### What is needed
Find every line in the records that holds the string "teal". Copy each one.

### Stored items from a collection

+===+

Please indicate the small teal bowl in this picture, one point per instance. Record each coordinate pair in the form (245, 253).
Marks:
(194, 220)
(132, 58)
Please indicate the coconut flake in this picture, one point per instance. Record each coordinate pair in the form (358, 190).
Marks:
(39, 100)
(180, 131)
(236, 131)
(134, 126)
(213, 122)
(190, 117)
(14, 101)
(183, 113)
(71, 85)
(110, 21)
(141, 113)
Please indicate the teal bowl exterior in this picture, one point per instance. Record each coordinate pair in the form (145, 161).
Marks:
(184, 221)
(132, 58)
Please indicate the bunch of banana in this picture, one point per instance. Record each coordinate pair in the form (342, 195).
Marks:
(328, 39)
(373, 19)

+===+

### Answer to the problem
Please indicate the small teal bowl in this picture, one point per instance. Record each coordinate pair in the form (245, 253).
Please indicate the teal bowl exterior in this picture, one point per instance. Record each coordinate pair in the form (145, 161).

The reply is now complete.